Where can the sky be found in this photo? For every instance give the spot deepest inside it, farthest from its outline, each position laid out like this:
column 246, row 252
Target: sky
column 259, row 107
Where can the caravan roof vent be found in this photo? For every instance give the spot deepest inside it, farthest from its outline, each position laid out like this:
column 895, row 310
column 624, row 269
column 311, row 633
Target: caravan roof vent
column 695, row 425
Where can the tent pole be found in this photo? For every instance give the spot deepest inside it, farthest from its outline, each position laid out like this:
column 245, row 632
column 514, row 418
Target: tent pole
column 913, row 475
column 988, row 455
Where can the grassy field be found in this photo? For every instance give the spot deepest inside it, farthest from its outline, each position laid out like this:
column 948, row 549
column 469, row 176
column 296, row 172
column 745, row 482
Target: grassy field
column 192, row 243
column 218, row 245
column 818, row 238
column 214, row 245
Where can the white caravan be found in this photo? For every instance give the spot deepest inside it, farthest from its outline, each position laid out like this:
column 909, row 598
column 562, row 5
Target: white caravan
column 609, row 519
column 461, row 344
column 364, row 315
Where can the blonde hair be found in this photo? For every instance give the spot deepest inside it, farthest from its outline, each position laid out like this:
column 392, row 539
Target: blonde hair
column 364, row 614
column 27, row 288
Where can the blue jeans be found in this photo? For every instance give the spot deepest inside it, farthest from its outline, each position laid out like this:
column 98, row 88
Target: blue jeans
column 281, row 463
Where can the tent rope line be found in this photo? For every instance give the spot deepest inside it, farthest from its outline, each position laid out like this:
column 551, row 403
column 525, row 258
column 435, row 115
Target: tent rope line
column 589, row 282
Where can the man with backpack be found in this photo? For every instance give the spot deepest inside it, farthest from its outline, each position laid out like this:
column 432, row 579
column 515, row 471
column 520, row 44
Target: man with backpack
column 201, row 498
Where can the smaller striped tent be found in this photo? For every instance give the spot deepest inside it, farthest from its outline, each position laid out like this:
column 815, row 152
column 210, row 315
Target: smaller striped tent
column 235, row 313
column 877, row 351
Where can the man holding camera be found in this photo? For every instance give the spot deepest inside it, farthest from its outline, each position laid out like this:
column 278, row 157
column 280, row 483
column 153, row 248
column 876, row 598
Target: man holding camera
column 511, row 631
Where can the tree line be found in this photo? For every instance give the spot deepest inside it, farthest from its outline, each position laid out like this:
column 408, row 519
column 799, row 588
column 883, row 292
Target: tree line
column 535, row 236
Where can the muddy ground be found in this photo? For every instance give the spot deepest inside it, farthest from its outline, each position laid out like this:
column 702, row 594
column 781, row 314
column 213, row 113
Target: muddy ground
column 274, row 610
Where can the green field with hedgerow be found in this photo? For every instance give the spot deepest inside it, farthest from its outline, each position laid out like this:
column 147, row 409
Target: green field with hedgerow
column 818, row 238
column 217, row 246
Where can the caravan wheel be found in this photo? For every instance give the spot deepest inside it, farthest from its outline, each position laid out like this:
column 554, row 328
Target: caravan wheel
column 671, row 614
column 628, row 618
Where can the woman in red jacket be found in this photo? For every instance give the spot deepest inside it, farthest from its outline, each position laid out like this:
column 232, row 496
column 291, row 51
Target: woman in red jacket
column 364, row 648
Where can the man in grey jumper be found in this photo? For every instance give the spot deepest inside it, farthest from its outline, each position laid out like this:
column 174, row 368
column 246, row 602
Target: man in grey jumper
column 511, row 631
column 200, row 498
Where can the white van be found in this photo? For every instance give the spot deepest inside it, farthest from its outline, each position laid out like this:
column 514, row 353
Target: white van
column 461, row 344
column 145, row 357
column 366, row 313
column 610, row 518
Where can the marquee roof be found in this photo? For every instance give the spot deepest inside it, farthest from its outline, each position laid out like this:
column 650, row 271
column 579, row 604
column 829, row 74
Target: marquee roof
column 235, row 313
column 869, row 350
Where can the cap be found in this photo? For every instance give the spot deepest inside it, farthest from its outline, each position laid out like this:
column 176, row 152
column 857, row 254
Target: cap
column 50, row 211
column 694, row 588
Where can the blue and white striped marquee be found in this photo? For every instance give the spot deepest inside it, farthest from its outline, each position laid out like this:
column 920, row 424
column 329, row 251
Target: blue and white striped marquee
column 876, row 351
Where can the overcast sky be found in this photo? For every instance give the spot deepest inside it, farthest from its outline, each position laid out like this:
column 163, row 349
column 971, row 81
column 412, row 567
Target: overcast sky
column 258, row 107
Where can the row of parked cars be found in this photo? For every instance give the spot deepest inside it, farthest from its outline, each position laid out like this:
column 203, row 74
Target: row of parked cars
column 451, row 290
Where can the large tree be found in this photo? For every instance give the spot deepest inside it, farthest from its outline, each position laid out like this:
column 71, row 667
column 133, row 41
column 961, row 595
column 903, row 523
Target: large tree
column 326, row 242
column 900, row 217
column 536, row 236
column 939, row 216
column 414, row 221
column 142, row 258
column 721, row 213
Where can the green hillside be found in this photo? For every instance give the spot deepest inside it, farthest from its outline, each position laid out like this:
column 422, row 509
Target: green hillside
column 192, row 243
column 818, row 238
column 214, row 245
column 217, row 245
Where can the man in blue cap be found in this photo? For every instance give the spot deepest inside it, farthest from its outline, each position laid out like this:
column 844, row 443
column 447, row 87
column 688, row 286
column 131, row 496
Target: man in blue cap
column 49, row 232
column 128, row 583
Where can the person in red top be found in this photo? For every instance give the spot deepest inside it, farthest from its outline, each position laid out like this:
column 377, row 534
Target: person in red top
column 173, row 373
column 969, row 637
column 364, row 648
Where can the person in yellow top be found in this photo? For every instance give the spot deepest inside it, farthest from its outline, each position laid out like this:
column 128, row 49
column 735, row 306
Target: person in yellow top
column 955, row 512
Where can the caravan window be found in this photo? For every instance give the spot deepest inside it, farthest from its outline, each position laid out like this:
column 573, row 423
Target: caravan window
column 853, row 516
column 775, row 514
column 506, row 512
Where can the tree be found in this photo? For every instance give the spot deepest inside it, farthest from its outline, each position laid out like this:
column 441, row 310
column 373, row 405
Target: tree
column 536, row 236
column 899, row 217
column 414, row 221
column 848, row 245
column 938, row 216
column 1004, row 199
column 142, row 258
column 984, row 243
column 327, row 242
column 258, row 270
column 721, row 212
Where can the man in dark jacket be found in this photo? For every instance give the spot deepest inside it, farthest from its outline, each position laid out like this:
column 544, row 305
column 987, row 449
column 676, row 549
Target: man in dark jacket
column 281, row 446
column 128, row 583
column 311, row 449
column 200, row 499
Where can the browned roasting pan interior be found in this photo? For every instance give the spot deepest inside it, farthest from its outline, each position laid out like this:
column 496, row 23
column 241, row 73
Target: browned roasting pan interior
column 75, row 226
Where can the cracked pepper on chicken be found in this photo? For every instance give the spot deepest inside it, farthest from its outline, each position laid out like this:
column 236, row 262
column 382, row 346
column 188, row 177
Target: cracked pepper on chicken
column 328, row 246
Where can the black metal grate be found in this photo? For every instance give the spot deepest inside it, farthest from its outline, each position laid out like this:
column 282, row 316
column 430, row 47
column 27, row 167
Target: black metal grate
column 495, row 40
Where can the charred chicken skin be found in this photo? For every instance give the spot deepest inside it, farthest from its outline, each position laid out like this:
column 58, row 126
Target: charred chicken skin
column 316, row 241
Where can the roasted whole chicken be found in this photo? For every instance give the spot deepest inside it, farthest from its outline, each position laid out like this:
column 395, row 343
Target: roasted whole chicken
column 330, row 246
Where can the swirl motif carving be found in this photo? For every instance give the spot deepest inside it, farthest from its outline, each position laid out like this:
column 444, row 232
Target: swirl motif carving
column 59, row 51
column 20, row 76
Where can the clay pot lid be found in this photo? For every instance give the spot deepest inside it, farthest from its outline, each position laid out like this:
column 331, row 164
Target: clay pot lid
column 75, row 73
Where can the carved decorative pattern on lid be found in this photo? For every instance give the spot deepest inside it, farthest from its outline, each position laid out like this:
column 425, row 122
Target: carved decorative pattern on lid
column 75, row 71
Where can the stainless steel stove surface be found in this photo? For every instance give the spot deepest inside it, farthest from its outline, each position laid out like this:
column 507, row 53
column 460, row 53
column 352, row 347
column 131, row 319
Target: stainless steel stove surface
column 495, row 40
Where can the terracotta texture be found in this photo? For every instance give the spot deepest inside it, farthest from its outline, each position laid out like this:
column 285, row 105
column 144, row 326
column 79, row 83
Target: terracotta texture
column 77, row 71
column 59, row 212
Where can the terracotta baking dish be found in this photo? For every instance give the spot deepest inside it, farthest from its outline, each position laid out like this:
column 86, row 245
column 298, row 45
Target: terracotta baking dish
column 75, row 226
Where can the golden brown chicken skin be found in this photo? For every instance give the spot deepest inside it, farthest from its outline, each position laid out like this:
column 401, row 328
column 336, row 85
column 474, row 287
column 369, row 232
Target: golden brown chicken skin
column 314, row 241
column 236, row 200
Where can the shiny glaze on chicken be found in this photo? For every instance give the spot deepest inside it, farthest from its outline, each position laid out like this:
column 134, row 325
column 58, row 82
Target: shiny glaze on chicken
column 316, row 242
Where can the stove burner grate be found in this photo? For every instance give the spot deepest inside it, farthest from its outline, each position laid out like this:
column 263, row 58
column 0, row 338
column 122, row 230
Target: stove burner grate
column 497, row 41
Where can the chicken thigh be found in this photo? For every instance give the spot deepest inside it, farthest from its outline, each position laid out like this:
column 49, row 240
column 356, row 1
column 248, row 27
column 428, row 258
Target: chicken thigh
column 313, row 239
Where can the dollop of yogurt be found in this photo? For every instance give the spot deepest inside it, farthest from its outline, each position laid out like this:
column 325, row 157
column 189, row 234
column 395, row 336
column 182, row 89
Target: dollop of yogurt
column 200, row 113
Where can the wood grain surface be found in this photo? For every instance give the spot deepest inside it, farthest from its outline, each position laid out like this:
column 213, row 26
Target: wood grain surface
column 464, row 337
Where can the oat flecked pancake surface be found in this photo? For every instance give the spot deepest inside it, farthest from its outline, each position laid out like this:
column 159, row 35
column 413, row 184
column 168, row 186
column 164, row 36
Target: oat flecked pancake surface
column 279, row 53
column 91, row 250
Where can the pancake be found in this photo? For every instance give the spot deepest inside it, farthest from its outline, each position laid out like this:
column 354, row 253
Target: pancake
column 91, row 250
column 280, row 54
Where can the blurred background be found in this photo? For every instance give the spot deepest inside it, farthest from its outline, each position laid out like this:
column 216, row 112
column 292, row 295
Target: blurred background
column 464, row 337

☆ ☆ ☆ ☆

_Problem to work on_
Give back the lines from the beginning up to and including the line with "column 281, row 463", with each "caravan" renamed to "trailer" and nothing else changed.

_Solved exercise_
Where can the sky be found in this photo? For every instance give the spot deepest inside it, farthest from its outline, each position laid out like this:
column 246, row 252
Target: sky
column 259, row 107
Where can the trailer roof vent be found in this photo? For every instance give the spot deepest inside it, farthest from its outline, each position laid out like this:
column 895, row 310
column 624, row 269
column 311, row 633
Target: trailer roof vent
column 695, row 425
Where can the tent pole be found in this photo? For every instance give the spot deepest inside it, farthest from its outline, each position laid out like this:
column 245, row 632
column 514, row 418
Target: tent pole
column 913, row 475
column 988, row 455
Where can the grassy field be found in this photo? For every instance give the spot deepest inside it, farthest from its outline, each position laid out like this:
column 948, row 549
column 469, row 176
column 296, row 172
column 745, row 482
Target: grassy field
column 192, row 243
column 218, row 245
column 818, row 238
column 214, row 245
Where can the white trailer be found in this photo? For every instance give the spot deepest inside it, farthest from its outline, each position laid out like this:
column 909, row 598
column 562, row 5
Target: white trailer
column 609, row 519
column 461, row 344
column 364, row 315
Where can the blonde hair be found in this photo? For every instance give the spot deepest inside it, farthest from its outline, each position laid out like this:
column 392, row 539
Target: blonde hair
column 364, row 614
column 27, row 288
Where can the blue jeans be found in this photo? For every instance give the spot deepest inside it, farthest from its outline, each position laid out like this:
column 98, row 88
Target: blue jeans
column 281, row 463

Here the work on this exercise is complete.